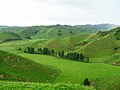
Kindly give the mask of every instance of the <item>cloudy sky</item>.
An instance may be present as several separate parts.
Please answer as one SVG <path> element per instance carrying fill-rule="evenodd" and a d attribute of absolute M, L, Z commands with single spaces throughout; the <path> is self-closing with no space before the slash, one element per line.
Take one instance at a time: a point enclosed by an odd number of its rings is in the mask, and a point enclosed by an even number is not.
<path fill-rule="evenodd" d="M 0 0 L 0 25 L 120 24 L 120 0 Z"/>

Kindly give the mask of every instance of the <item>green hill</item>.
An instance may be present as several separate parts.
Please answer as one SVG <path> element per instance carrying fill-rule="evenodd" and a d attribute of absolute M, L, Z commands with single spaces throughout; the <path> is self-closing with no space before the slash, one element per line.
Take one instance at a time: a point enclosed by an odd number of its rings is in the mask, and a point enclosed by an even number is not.
<path fill-rule="evenodd" d="M 0 90 L 94 90 L 94 88 L 70 83 L 50 84 L 0 81 Z"/>
<path fill-rule="evenodd" d="M 78 34 L 95 33 L 97 31 L 109 30 L 117 27 L 113 24 L 98 25 L 49 25 L 49 26 L 31 26 L 31 27 L 9 27 L 1 26 L 0 32 L 14 32 L 22 38 L 61 38 Z"/>
<path fill-rule="evenodd" d="M 98 79 L 95 86 L 96 90 L 120 90 L 120 77 Z"/>
<path fill-rule="evenodd" d="M 55 80 L 56 83 L 83 84 L 85 78 L 89 78 L 90 81 L 94 81 L 96 78 L 120 76 L 119 66 L 105 63 L 82 63 L 52 56 L 26 53 L 21 53 L 19 55 L 29 58 L 39 64 L 53 66 L 61 70 Z"/>
<path fill-rule="evenodd" d="M 21 39 L 22 38 L 19 35 L 13 32 L 1 32 L 0 33 L 0 43 L 21 40 Z"/>
<path fill-rule="evenodd" d="M 0 80 L 53 82 L 59 70 L 29 59 L 0 51 Z"/>

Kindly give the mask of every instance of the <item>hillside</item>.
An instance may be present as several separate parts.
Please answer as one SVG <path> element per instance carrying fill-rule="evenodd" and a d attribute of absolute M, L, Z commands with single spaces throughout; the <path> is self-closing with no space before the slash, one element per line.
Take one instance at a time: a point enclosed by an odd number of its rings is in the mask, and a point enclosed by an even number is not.
<path fill-rule="evenodd" d="M 85 78 L 94 81 L 96 78 L 107 78 L 116 75 L 120 76 L 119 66 L 105 63 L 83 63 L 37 54 L 21 53 L 19 55 L 39 64 L 58 68 L 61 72 L 56 78 L 55 83 L 83 84 Z"/>
<path fill-rule="evenodd" d="M 53 82 L 59 70 L 29 59 L 0 51 L 0 80 Z"/>
<path fill-rule="evenodd" d="M 50 84 L 0 81 L 0 90 L 94 90 L 94 88 L 79 84 Z"/>
<path fill-rule="evenodd" d="M 50 25 L 50 26 L 31 26 L 31 27 L 9 27 L 1 26 L 1 32 L 14 32 L 22 38 L 61 38 L 77 34 L 95 33 L 97 31 L 110 30 L 117 27 L 113 24 L 98 25 Z"/>
<path fill-rule="evenodd" d="M 96 90 L 120 90 L 120 77 L 98 79 L 95 86 Z"/>
<path fill-rule="evenodd" d="M 22 40 L 22 38 L 13 32 L 1 32 L 0 33 L 0 43 L 8 42 L 8 41 L 15 41 L 15 40 Z"/>

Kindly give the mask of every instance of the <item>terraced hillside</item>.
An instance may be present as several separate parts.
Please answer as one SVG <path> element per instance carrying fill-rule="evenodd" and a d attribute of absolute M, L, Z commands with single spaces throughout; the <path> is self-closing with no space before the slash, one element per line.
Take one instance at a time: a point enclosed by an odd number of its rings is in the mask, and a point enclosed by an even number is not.
<path fill-rule="evenodd" d="M 29 59 L 0 51 L 0 80 L 53 82 L 59 70 Z"/>

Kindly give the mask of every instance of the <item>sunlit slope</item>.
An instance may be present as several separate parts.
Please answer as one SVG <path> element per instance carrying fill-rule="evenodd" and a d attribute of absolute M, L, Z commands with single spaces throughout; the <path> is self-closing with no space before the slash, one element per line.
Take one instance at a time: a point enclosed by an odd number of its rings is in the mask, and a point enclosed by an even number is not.
<path fill-rule="evenodd" d="M 8 41 L 14 41 L 14 40 L 21 40 L 22 38 L 12 32 L 3 32 L 0 33 L 0 43 L 2 42 L 8 42 Z"/>
<path fill-rule="evenodd" d="M 108 34 L 97 40 L 93 40 L 78 49 L 77 52 L 82 52 L 89 57 L 108 56 L 115 53 L 116 39 L 113 34 Z"/>
<path fill-rule="evenodd" d="M 59 70 L 0 51 L 0 80 L 53 82 Z"/>
<path fill-rule="evenodd" d="M 120 67 L 104 63 L 82 63 L 66 59 L 59 59 L 46 55 L 19 54 L 29 58 L 39 64 L 49 65 L 60 69 L 60 74 L 56 78 L 56 82 L 71 82 L 82 84 L 85 78 L 90 81 L 96 78 L 107 78 L 120 75 Z"/>
<path fill-rule="evenodd" d="M 98 80 L 96 90 L 120 90 L 120 77 L 111 77 Z"/>

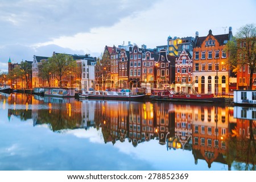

________________

## Instruction
Retype every row above word for word, leaving out the pictures.

## Reply
Kindly give the mask of every instance of the <item>cloudy sky</item>.
An instance may be present as several separate parts.
Please answer as one SVG <path> element per instance carrying fill-rule="evenodd" and a d attribute of absolute M, L, Z commands with single spaces throughout; the <path> is self-closing with no space before the slash, one element per line.
Take one instance at a time: a point enclosed by an odd number of its rings is in the mask, and a point enclosed by an even number is not.
<path fill-rule="evenodd" d="M 0 0 L 0 25 L 120 24 L 120 0 Z"/>

Kindly give the mask of every instance of the <item>green hill</item>.
An instance may be present as several separate parts.
Please answer as one SVG <path> element per instance carrying fill-rule="evenodd" and a d attribute of absolute M, L, Z commands with single spaces throughout; the <path> is self-closing with no space before the slash, one element per line.
Take one instance at a time: a point enclosed by an odd number of its rings is in the mask, and a point enclosed by an even number is not.
<path fill-rule="evenodd" d="M 0 90 L 94 90 L 94 88 L 70 83 L 50 84 L 0 81 Z"/>
<path fill-rule="evenodd" d="M 78 34 L 95 33 L 97 31 L 109 30 L 117 27 L 113 24 L 98 25 L 49 25 L 49 26 L 31 26 L 31 27 L 9 27 L 1 26 L 0 32 L 14 32 L 22 38 L 61 38 Z"/>
<path fill-rule="evenodd" d="M 98 79 L 95 86 L 96 90 L 120 90 L 120 77 Z"/>
<path fill-rule="evenodd" d="M 55 80 L 56 83 L 83 84 L 85 78 L 89 78 L 90 81 L 94 81 L 96 78 L 120 76 L 119 66 L 105 63 L 82 63 L 52 56 L 26 53 L 21 53 L 19 55 L 29 58 L 39 64 L 53 66 L 61 70 Z"/>
<path fill-rule="evenodd" d="M 21 39 L 22 38 L 19 35 L 13 32 L 1 32 L 0 33 L 0 43 L 21 40 Z"/>
<path fill-rule="evenodd" d="M 0 80 L 53 82 L 59 70 L 29 59 L 0 51 Z"/>

Kindly give the mask of every instance of the <item>hillside</item>.
An instance may be present as several separate parts.
Please answer as one SVG <path> element per instance carrying fill-rule="evenodd" and a d attribute of absolute M, L, Z commands with single spaces throughout; the <path> is self-closing with no space before the slash, one element per line.
Take one instance at a time: a point enclosed by an odd number of its rings is in the mask, and a point enclosed by an even number is not.
<path fill-rule="evenodd" d="M 85 78 L 94 81 L 96 78 L 107 78 L 116 75 L 120 76 L 119 66 L 105 63 L 83 63 L 37 54 L 21 53 L 19 55 L 39 64 L 58 68 L 61 72 L 56 78 L 55 83 L 83 84 Z"/>
<path fill-rule="evenodd" d="M 53 82 L 59 70 L 29 59 L 0 51 L 0 80 Z"/>
<path fill-rule="evenodd" d="M 50 84 L 0 81 L 0 90 L 94 90 L 94 88 L 79 84 Z"/>
<path fill-rule="evenodd" d="M 50 25 L 50 26 L 31 26 L 31 27 L 9 27 L 1 26 L 1 32 L 14 32 L 22 38 L 61 38 L 77 34 L 95 33 L 97 31 L 110 30 L 117 27 L 113 24 L 98 25 Z"/>
<path fill-rule="evenodd" d="M 96 90 L 120 90 L 120 77 L 98 79 L 95 86 Z"/>
<path fill-rule="evenodd" d="M 22 40 L 22 38 L 13 32 L 1 32 L 0 33 L 0 43 L 8 42 L 8 41 L 15 41 L 15 40 Z"/>

Kindly give the mask of every instance of the <item>terraced hillside</item>.
An instance may be present as several separate parts.
Please answer as one SVG <path> element per instance carrying fill-rule="evenodd" and a d attribute of absolute M, L, Z commands with single spaces throughout; the <path> is self-closing with no space before the slash, one element per line.
Take one instance at a time: a point enclosed by an odd number of its rings is in the mask, and a point enclosed by an even number is not.
<path fill-rule="evenodd" d="M 29 59 L 0 51 L 0 80 L 53 82 L 59 70 Z"/>

Kindly give the mask of every instance of the <item>sunlit slope</item>.
An instance may be present as several separate parts.
Please answer as one SVG <path> element per instance carrying fill-rule="evenodd" and a d attribute of absolute M, L, Z commands with single spaces throughout; the <path> is self-closing with no space before the slash, one element per line.
Take one instance at a time: a point enclosed by an odd number of its rings is in the mask, and a point enclosed by an even number is not.
<path fill-rule="evenodd" d="M 8 41 L 14 41 L 14 40 L 21 40 L 22 38 L 12 32 L 3 32 L 0 33 L 0 43 L 2 42 L 8 42 Z"/>
<path fill-rule="evenodd" d="M 108 34 L 97 40 L 93 40 L 78 49 L 77 52 L 82 52 L 89 57 L 108 56 L 115 53 L 116 39 L 113 34 Z"/>
<path fill-rule="evenodd" d="M 59 70 L 0 51 L 0 80 L 53 82 Z"/>
<path fill-rule="evenodd" d="M 120 67 L 104 63 L 82 63 L 66 59 L 59 59 L 46 55 L 19 54 L 29 58 L 39 64 L 49 65 L 60 69 L 60 74 L 56 78 L 56 82 L 71 82 L 82 84 L 85 78 L 90 81 L 96 78 L 107 78 L 120 75 Z"/>
<path fill-rule="evenodd" d="M 98 80 L 96 90 L 120 90 L 120 77 L 111 77 Z"/>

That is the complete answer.